All entries below must be reproduced without a single change.

=== Begin Enclosure ===

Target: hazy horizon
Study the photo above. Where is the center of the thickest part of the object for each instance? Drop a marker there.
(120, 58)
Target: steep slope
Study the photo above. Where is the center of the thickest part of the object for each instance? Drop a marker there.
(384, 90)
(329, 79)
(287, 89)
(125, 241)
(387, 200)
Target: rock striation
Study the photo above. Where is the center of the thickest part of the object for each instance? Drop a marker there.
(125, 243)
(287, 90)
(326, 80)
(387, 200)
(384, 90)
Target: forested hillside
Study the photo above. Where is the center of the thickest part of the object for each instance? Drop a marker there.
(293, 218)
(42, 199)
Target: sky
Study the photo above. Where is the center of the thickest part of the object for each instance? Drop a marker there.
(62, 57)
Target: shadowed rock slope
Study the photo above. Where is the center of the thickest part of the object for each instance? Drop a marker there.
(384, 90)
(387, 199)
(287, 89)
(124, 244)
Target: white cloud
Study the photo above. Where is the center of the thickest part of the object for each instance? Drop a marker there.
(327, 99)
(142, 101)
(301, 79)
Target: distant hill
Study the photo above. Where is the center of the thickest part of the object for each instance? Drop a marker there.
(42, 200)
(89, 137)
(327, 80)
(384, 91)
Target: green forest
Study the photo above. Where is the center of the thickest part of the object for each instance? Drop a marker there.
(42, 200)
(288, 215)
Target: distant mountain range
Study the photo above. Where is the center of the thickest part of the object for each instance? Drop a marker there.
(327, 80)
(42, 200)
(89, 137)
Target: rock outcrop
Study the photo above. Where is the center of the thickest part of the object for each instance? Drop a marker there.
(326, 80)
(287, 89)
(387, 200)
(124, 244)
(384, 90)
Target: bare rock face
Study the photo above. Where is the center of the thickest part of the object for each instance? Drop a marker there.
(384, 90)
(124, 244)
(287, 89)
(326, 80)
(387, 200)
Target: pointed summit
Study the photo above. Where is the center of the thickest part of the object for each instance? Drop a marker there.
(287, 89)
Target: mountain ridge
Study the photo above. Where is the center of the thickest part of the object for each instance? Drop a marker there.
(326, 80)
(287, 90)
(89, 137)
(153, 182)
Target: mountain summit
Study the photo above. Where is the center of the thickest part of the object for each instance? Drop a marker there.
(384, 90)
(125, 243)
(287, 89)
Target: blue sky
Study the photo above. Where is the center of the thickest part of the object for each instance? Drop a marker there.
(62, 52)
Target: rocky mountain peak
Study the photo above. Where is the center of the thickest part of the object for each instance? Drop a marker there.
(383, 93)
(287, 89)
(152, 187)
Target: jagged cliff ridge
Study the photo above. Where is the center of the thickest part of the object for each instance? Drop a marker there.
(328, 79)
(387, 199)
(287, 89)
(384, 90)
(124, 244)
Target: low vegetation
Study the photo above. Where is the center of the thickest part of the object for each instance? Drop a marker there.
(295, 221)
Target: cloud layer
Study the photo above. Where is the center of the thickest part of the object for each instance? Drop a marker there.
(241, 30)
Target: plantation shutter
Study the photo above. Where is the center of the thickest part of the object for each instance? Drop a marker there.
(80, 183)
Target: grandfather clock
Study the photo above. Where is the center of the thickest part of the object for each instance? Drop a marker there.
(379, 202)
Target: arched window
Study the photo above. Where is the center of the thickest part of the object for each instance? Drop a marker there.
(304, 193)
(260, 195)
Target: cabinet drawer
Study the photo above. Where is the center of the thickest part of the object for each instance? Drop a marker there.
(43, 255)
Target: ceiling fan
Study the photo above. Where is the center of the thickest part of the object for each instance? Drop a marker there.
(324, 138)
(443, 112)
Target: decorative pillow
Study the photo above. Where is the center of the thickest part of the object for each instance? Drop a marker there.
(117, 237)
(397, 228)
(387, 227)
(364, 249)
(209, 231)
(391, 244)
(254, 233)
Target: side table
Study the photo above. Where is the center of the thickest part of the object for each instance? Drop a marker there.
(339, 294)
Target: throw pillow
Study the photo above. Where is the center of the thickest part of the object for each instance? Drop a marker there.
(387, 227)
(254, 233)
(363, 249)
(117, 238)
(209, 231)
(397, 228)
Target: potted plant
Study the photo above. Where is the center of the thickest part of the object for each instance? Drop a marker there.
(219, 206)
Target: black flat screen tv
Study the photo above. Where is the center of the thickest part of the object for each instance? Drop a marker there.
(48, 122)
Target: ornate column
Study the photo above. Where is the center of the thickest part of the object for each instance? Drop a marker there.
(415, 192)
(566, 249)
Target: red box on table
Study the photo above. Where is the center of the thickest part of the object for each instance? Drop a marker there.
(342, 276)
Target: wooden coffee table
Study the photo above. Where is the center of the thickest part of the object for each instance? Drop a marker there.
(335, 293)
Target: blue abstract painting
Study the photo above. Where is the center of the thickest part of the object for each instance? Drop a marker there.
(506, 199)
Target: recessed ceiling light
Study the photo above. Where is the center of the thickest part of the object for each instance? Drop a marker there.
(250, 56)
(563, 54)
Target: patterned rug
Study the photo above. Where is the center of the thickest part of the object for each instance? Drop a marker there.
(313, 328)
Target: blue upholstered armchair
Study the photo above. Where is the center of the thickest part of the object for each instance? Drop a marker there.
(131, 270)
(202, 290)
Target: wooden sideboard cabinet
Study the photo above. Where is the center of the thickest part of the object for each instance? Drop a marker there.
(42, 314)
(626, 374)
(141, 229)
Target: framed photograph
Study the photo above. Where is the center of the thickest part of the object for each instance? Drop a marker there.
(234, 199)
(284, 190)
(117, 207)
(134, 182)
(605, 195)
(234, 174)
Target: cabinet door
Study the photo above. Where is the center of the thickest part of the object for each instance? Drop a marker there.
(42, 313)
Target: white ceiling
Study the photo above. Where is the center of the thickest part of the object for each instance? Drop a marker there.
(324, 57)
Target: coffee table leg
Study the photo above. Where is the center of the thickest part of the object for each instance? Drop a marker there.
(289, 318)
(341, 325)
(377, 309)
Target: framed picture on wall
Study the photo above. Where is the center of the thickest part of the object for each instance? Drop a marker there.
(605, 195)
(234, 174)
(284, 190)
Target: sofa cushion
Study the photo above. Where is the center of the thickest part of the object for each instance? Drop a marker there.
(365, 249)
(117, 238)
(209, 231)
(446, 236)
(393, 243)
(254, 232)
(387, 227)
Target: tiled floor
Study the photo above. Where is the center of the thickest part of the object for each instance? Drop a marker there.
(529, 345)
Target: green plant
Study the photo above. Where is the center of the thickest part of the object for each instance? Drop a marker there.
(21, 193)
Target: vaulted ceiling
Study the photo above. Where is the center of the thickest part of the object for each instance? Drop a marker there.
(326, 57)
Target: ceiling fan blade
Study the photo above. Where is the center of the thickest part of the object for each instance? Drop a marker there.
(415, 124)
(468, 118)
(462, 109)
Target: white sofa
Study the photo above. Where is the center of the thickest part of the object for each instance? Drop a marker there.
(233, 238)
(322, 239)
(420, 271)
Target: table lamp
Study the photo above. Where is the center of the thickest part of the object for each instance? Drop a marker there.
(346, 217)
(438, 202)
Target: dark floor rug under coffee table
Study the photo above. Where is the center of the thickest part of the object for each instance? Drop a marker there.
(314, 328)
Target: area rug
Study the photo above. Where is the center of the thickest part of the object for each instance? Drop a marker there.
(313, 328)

=== End Enclosure ===

=== Answer below ===
Target: hazy horizon
Study the photo above. Where is the center of the thickest part of the object for each instance? Drop a marker there.
(120, 58)
Target: steep slope
Study the photo above. Where is the center of the thickest part of the object for each instance? Drop a marker there.
(384, 90)
(329, 79)
(287, 89)
(125, 241)
(387, 200)
Target: rock striation
Study the photo above. Where is the center of the thickest part of the object for each instance? Drop a marker there.
(125, 243)
(287, 90)
(326, 80)
(387, 200)
(384, 90)
Target: forested hillside
Study the photo above. Where is the center of the thickest part of the object for each instance? Drop a marker there.
(293, 218)
(42, 199)
Target: sky
Study the photo above. Where is the center of the thickest part of the object for each instance? Drop a marker there.
(62, 57)
Target: shadowed rock slope
Study the photo above. Where is the center of the thickest part of the object for each instance? Drop a marker there.
(384, 90)
(387, 199)
(287, 89)
(124, 244)
Target: white cloud
Study the photo above. Where is the center of the thickest part of the object for each instance? Drop a marker there.
(327, 99)
(142, 101)
(301, 79)
Target: distant hill
Study the photo above. Where is the center of the thickest part of the object for each instance? Drop a marker there.
(42, 200)
(89, 137)
(327, 80)
(384, 91)
Target: green forest
Study the photo above. Where is the center of the thickest part of the object for each instance? Drop a marker there.
(42, 200)
(288, 215)
Target: distant mountain range
Study the photo above. Where is the center of the thickest part of the object for each instance? Drop a marker there.
(327, 80)
(42, 200)
(89, 137)
Target: rock outcrop
Study the photo above. Where is the center of the thickest part of the object for each instance? Drop a marker there.
(326, 80)
(287, 89)
(387, 200)
(124, 244)
(384, 90)
Target: bare rock face
Study the photo above. Where is the center of the thickest part of the object for each instance? Drop a marker there.
(384, 90)
(124, 244)
(287, 89)
(326, 80)
(387, 200)
Target: pointed summit
Study the photo above. Where is the center of the thickest part of the object for each instance? Drop a marker there.
(287, 89)
Target: mountain ridge
Study the photo above. Where is the center of the thickest part of the object for each instance? Drop a marker there.
(326, 80)
(287, 90)
(89, 137)
(153, 182)
Target: mountain summit
Study the photo above. Where is the center of the thickest part of the object for each instance? Drop a marker there.
(384, 90)
(125, 243)
(287, 89)
Target: blue sky
Study the photo above. Where is the center of the thickest part of the object for each instance? Drop a marker there.
(62, 52)
Target: rocky mountain peak
Study the photo above. Where is the center of the thickest part of the object for each instance? Drop a marker there.
(383, 93)
(287, 89)
(152, 187)
Target: jagged cliff ridge
Study the photo above. Where is the center of the thickest part of the object for each instance? Drop a marker there.
(328, 79)
(387, 199)
(287, 89)
(384, 90)
(124, 244)
Target: low vegetation
Study the photo above. Where is the center of the thickest part of the object for each instance? Drop a marker there.
(295, 221)
Target: cloud layer
Study the photo above. Where is the center of the thickest part of the object for each instance? Drop a marker there.
(241, 30)
Target: plantation shutter
Study the photo above. Where is the center of the thickest part of the object for each instance? Drop a marker there.
(80, 183)
Target: grandfather clock
Study the photo above. Where is the center of the thickest part of the object for each instance? Drop a marker there.
(379, 202)
Target: arched window
Study the photo above. Where is the center of the thickest part of the object for each instance? Drop a marker there.
(304, 193)
(260, 195)
Target: cabinet drawer
Study the photo above. Where is the center of the thickest part of the object for each instance? Drop a marker there.
(43, 255)
Target: ceiling fan
Study the photo above. Where is the center of the thickest part of the object for each instance? Drop a marker there.
(324, 138)
(443, 112)
Target: decorative pillow
Study the photo above. Where is the center of the thickest part of the object for each instance? Drop a marker there.
(117, 237)
(397, 228)
(387, 227)
(364, 249)
(209, 231)
(391, 244)
(254, 233)
Target: side table
Study the photo above. Where is the center of the thickest part of the object for each instance? Drop a marker there.
(339, 294)
Target: throw pillow
Study the photo above. Where is the center of the thickest part of the object for each instance? Drop a marker there.
(387, 227)
(254, 233)
(363, 249)
(117, 238)
(209, 231)
(397, 228)
Target: potted plant
Study the photo above. Where is the center of the thickest part of the object for each instance? Drop a marker there.
(219, 206)
Target: black flat screen tv
Study the photo above. Where is the center of the thickest part of the object for each instance? Drop a marker there.
(48, 122)
Target: ornate column
Study the photo above. Where is the center of the thickest part of the object for each instance? Drop a marker there.
(415, 192)
(566, 249)
Target: red box on table
Study the photo above. Where is the center of the thickest part of the object for each instance? Drop a marker there.
(342, 276)
Target: wooden coffee table
Study the photo above. Where is the center of the thickest part of the object for each instance? Drop a marker there.
(335, 293)
Target: blue abstract painting
Study the photo above. Where is the center of the thickest part of the object for each instance? Drop a marker there.
(506, 199)
Target: recessed ceiling light
Study the photo above. Where is the center of the thickest part of the object for each instance? Drop a marker there.
(250, 56)
(563, 54)
Target: patterned rug
Study the photo above. Where is the center of the thickest part of the object for each instance? Drop a marker there.
(313, 328)
Target: blue upholstered armchair
Study the photo above. Where is the center of the thickest part of the object for each instance? Drop a marker there.
(131, 270)
(202, 290)
Target: wooden sideboard cabinet
Study the photo above. Where is the center of the thickest part of the object for each instance? Drop a marker there.
(42, 314)
(626, 374)
(141, 229)
Target: framed photograph
Study the photo above. Where is the center of the thickest part of the object for each instance? Drop a marker there.
(234, 199)
(284, 190)
(117, 207)
(134, 182)
(605, 195)
(234, 174)
Target: cabinet door
Study the photo above. Where is the center of the thickest part of the object for each instance? Drop a marker there.
(42, 313)
Target: white ceiling
Study the photo above. Where is the center of the thickest part of the object for each instance? Drop a marker there.
(324, 57)
Target: coffee table leg
Study the photo above. Where is the center of the thickest part of the object for each instance? Drop a marker there.
(289, 318)
(341, 325)
(377, 309)
Target: framed picture on wall
Study the photo above. Where is the center of the thickest part of the object for each instance? Drop a marker there.
(605, 195)
(234, 174)
(284, 190)
Target: sofa cushion
Study the photo above. Where is the center of the thickest part of the object for each instance? Drop a marker there.
(365, 249)
(117, 238)
(209, 231)
(446, 236)
(393, 243)
(254, 232)
(387, 227)
Target: tiled floor
Study the photo above. Where is the center of the thickest part of the object for each instance? Drop a marker there.
(529, 345)
Target: green plant
Study the photo above. Where is the center of the thickest part of the object for each instance? Drop a marker there.
(21, 193)
Target: vaulted ceiling
Study the photo above. Where is the center of the thickest part of the object for each instance? Drop a marker there.
(326, 57)
Target: ceiling fan blade
Study the photo above. Where is the center of the thickest part of the object for each instance? Drop a marker there.
(415, 124)
(468, 118)
(462, 109)
Target: white sofa
Study the photo above. Where is the center of the thickest part of the object for each instance? Drop a marker there.
(233, 238)
(322, 239)
(420, 271)
Target: table lamp
Study the photo above. Where is the center of the thickest part of the object for each instance? Drop a marker there.
(346, 217)
(438, 202)
Target: dark floor rug under coffee table
Study the photo above. Where is the center of the thickest part of the object for each instance? Drop a marker there.
(314, 328)
Target: area rug
Study the photo above. Where is the center of the thickest part of the object for each instance? Drop a marker there.
(313, 328)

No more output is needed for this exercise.